(Pointing and labeling entries)
## begin
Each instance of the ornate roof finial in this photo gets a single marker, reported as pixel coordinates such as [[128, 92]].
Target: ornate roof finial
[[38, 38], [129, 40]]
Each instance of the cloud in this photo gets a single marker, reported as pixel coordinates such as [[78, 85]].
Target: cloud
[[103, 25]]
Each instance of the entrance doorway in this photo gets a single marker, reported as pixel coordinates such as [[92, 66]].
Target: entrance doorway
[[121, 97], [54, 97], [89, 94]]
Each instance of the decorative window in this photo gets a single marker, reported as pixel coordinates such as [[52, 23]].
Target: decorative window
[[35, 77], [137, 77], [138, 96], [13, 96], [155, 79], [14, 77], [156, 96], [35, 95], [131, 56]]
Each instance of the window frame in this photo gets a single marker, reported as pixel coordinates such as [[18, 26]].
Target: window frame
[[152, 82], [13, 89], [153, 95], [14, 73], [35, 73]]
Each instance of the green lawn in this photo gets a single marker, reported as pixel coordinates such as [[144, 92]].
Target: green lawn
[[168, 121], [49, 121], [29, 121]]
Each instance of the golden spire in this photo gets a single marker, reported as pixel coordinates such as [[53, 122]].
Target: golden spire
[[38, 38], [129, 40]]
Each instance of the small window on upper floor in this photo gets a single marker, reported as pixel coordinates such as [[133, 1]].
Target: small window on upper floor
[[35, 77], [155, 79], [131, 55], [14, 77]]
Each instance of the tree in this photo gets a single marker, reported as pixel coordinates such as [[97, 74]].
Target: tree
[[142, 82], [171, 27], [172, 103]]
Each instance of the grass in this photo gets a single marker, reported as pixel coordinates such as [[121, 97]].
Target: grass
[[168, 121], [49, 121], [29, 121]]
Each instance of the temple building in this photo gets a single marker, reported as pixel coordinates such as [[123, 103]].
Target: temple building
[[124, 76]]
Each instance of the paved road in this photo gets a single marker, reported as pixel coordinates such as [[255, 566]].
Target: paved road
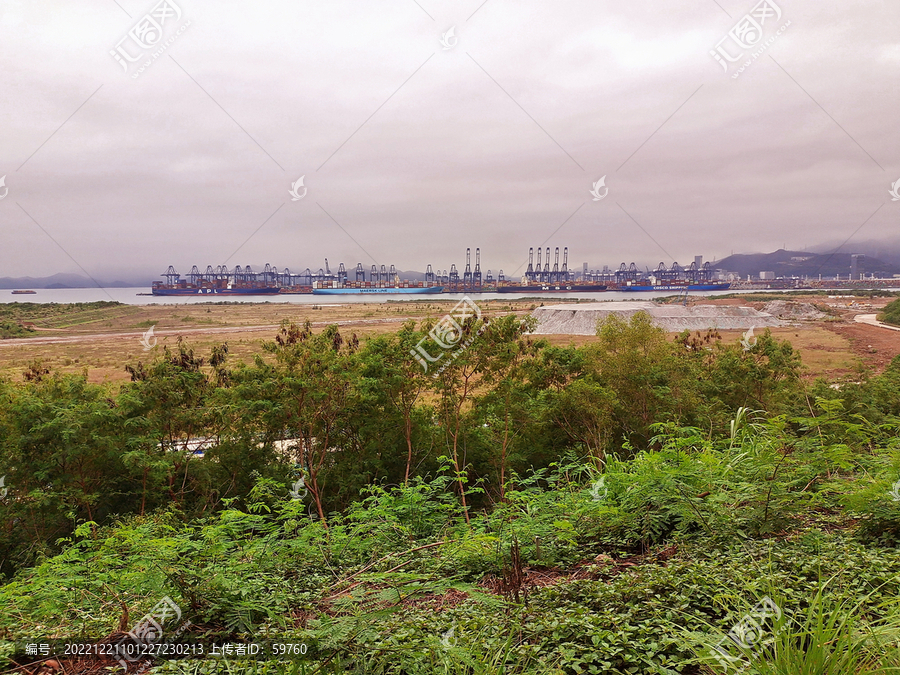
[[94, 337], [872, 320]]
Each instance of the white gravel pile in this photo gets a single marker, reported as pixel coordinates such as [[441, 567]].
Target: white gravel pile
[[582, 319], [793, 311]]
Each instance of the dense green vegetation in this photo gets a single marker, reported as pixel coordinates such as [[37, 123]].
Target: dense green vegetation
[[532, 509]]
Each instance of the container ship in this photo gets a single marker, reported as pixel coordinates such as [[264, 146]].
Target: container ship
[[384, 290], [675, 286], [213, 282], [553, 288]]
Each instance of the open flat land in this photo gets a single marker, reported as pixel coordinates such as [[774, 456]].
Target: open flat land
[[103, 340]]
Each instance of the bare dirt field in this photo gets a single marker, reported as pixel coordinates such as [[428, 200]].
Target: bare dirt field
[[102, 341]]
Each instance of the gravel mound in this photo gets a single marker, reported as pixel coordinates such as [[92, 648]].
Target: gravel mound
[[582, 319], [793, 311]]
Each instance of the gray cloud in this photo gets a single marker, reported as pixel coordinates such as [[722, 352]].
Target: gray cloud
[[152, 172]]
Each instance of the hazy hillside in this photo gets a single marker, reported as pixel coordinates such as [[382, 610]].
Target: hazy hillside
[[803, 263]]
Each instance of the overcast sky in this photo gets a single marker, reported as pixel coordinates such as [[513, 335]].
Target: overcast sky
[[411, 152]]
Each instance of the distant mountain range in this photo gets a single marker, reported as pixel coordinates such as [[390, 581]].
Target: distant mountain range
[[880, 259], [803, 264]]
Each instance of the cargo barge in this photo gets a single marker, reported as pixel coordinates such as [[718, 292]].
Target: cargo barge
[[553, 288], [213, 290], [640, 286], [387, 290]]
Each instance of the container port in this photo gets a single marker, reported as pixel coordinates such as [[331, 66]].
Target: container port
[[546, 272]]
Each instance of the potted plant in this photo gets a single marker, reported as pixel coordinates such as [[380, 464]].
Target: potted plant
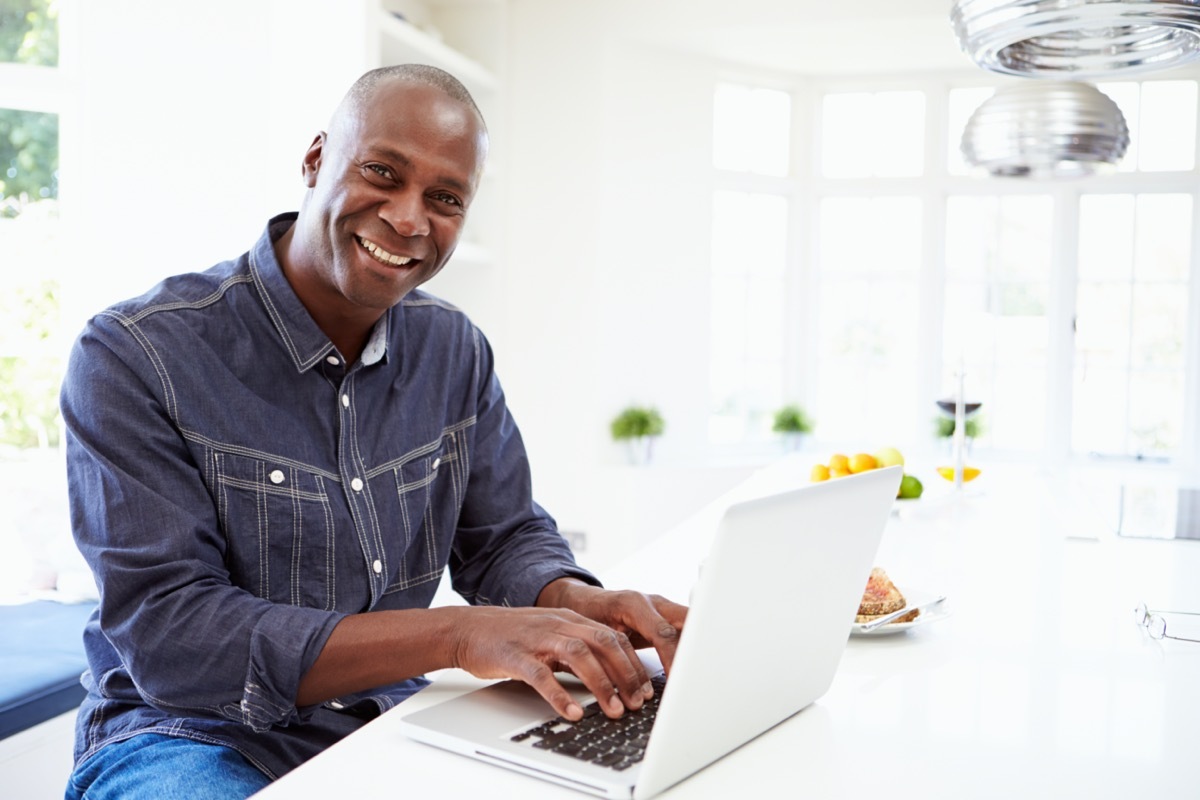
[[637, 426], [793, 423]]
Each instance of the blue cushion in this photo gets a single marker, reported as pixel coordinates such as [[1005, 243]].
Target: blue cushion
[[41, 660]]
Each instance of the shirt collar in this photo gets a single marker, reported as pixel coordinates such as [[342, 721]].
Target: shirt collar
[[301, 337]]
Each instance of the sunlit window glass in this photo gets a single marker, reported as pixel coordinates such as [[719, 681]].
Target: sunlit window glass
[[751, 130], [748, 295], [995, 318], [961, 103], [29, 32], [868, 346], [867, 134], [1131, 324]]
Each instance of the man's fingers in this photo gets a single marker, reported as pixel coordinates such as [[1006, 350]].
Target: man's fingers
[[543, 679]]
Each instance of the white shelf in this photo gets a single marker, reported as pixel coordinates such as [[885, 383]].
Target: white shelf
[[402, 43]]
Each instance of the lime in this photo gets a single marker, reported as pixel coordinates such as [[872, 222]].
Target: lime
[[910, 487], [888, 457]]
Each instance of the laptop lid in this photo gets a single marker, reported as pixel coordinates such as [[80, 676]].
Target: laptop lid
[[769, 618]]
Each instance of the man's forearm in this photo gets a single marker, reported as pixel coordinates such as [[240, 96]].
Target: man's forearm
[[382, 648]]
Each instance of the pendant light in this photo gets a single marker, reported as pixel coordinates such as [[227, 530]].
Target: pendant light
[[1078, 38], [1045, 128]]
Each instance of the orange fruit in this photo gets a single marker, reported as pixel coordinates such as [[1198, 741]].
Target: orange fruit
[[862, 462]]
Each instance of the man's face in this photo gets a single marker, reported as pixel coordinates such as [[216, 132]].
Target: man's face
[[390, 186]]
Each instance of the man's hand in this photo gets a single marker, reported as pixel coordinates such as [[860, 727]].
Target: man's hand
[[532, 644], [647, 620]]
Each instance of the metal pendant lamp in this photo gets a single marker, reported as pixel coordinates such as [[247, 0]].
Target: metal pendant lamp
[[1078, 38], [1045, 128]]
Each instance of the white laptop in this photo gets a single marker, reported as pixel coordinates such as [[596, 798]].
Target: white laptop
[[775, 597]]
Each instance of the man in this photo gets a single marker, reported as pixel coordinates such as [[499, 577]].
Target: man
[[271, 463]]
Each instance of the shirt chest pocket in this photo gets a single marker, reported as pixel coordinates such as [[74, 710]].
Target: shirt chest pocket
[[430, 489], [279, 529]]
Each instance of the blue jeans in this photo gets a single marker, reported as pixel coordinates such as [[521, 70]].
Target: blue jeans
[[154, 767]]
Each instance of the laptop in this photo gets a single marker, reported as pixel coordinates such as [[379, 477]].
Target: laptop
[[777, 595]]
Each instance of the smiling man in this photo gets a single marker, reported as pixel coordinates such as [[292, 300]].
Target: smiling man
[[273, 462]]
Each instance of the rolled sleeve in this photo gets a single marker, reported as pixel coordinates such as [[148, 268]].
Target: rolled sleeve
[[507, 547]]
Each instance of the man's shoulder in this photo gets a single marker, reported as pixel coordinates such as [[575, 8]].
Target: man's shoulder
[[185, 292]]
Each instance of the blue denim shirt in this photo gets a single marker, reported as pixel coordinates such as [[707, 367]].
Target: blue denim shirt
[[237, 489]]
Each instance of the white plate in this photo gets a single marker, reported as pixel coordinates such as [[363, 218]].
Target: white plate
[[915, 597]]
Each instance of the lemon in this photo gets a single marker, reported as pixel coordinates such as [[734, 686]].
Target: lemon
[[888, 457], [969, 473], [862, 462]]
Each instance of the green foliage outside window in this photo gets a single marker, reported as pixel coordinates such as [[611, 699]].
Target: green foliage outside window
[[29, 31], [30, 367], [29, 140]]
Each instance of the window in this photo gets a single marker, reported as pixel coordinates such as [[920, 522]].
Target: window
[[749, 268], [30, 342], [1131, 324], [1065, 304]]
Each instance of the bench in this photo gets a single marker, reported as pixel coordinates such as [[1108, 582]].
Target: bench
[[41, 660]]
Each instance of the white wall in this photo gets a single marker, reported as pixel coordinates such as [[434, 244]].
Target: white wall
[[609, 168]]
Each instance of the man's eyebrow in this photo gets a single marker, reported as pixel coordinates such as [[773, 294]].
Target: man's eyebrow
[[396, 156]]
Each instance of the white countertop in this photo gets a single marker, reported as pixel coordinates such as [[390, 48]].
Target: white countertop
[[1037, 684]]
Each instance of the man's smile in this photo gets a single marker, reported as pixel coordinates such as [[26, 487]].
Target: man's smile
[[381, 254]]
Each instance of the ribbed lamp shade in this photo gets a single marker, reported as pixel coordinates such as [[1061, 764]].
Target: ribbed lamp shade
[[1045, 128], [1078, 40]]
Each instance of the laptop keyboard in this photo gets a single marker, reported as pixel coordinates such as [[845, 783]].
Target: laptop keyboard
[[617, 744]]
## end
• **Given instruction**
From the line containing "Each instance of the lemon" down to the final line of the data, write out every line exactly; both the first and last of these belong in your answer, and nothing else does.

• **Solution for this exercise**
Each instance of the lemon in this photo gets a single marker, reported as pixel coordinates such as [[734, 686]].
Target: lemon
[[888, 457], [969, 473], [862, 462]]
Each instance of the green foliage outside window in this photo gets a single marker, reported as pixel coordinates such as [[611, 699]].
Target: green foliage outside window
[[29, 31], [30, 367], [29, 140]]
Each instance of the window in this photo gets a single marker, reported as pixel coordinates such as [[920, 522]].
Target: window
[[749, 268], [30, 342], [1131, 324], [1065, 304]]
Each instance of the bench in this photo gets a single marker, reported as pixel coordinates such as [[1108, 582]].
Target: bench
[[41, 660]]
Each instance of the white wall in this photo gets a single marker, reported as pixel coordinates such as [[434, 244]].
Target: white wall
[[609, 168]]
Each instance of the man's eyebrow in this photo gets a single marker, reported as pixel coordinates such as [[773, 294]].
Target: man's eyebrow
[[396, 156]]
Each instance of the white countertop in this photo gets a single marker, reported as pixel coordinates such as [[390, 48]].
Target: white countertop
[[1037, 684]]
Each instance of the man's smile in this photo gets a single marker, reported as pixel coordinates such as [[26, 487]].
Target: man's smile
[[381, 254]]
Each instance of the ribbed lamp shade in this photo gets a single marker, reported as pixel coordinates such as [[1061, 764]].
Target: ribbed lamp shade
[[1045, 128], [1078, 40]]
Each instance of the laptop keyboard in this photo gets a single marker, reported as pixel coordinates such as [[845, 783]].
Target: laptop keyboard
[[617, 744]]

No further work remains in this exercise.